▶ [YOUR OBJECTIVE] Lines before the one containing "like [(219, 183)]." are to be left out; that line and every line after it, through the last line below, are to be reproduced exactly.

Photo-based referring expression data
------------------------------------------------

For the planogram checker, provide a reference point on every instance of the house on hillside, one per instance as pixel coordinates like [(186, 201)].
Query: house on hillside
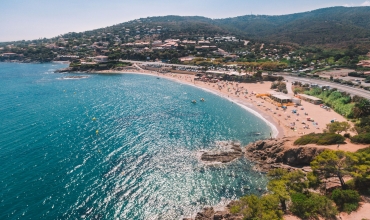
[(101, 59)]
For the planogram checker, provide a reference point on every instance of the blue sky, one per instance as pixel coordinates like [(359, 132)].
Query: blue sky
[(33, 19)]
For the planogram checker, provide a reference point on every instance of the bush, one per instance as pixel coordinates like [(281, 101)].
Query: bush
[(253, 207), (347, 135), (361, 138), (320, 139), (313, 180), (312, 206), (346, 200)]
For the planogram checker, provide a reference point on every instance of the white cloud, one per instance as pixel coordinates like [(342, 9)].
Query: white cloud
[(366, 3)]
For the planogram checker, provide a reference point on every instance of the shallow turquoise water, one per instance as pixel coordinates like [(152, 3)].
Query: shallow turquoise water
[(141, 164)]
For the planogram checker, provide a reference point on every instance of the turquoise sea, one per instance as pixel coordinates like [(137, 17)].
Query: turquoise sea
[(120, 146)]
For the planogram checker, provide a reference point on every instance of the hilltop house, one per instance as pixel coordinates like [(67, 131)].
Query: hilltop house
[(101, 59)]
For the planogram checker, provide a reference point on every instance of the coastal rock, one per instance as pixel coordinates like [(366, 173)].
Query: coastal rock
[(227, 152), (210, 214), (270, 154), (207, 214)]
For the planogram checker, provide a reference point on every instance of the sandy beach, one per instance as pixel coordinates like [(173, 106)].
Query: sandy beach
[(278, 119)]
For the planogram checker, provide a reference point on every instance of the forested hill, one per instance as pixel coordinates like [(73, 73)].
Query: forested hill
[(336, 26)]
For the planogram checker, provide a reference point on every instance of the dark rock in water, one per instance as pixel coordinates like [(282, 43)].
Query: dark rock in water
[(210, 214), (207, 214), (229, 151), (271, 154)]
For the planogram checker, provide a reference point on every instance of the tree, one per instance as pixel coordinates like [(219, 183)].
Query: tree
[(258, 74), (253, 207), (283, 183), (361, 108), (338, 127), (331, 164)]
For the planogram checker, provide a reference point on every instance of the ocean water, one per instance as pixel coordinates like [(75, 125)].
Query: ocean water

------------------------------------------------

▶ [EXERCISE RESPONSE]
For the planogram checker, provide a reference point on every instance of the tree, one per instance as pixel coordinates like [(219, 183)].
Query: tree
[(258, 74), (253, 207), (283, 183), (361, 108), (338, 127), (331, 164)]
For the planogram checker, provide a reference point on every instance of the ocean water, one per instance as pixel coordinates like [(75, 125)].
Query: ocean water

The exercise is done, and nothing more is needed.